In the entries below, the line with "Would it be possible for you to detect the shell whorl" marks the start. Return it and every following line exactly, ending with the last.

(Saved entries)

+--

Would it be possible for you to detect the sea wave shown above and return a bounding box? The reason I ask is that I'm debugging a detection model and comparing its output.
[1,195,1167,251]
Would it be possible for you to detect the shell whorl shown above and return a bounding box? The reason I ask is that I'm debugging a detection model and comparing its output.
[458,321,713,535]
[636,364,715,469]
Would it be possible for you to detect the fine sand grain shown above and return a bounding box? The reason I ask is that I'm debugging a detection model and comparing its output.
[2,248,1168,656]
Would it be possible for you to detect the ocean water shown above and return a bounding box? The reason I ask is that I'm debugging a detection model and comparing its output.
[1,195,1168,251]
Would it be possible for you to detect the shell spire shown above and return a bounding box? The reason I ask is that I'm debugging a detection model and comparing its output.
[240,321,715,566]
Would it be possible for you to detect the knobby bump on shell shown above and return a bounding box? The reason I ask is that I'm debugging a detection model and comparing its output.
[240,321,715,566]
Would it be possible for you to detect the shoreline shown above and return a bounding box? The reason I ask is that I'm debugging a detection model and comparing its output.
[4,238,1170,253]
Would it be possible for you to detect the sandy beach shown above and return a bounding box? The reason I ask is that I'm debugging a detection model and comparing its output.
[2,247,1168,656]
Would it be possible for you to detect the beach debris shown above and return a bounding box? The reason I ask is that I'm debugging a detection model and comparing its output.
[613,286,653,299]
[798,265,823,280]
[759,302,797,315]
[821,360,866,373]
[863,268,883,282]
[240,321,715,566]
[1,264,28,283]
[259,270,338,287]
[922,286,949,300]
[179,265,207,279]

+--

Task output:
Would it be possible for you to detect the shell whorl shown above and return a bounding box? The reason I ask is that I'm debugging a detection model and comparing its output.
[458,321,713,535]
[636,364,715,469]
Would it be possible for you to detect the fine sand grain shown above and return a bounding box? The reason I ask is that I'm debugging a detection model and comparing its output.
[2,248,1168,656]
Would it be possible for you to detect the ocean water shown above and return a bounding box? The reason I ask is that I'm debugging a detection model and comparing its output.
[1,195,1168,251]
Would it be possible for you to detect the shell spire shown above and return a bounding box? The reason I ask is that I'm debugging a detection model and comparing its output.
[240,321,715,566]
Would it be possible for you to detect the knobby bump on shell shown above and return a bounding box? The reason I ask is that I'm debugging a detection model and comparing its output.
[240,321,715,566]
Would it be possible for you to detect the shoreline shown above and return a bounding box? The reason I ask is that I'm debugging a detection model and comparing its output.
[4,238,1170,253]
Would it be possible for you to detect the sandy beach shown above and return a bounding box? The reason I ask is that I'm debugging a detection model and comparing its output.
[2,247,1168,656]
Would it be possible for you to detect the beach debris shown above and return a bounding box? The reason I ask is that I'm debugging a detection model and comparing its output.
[613,286,653,299]
[798,265,823,280]
[759,302,797,315]
[821,360,866,373]
[863,268,883,282]
[240,321,715,566]
[1,264,28,283]
[259,270,338,287]
[922,286,949,300]
[179,265,207,279]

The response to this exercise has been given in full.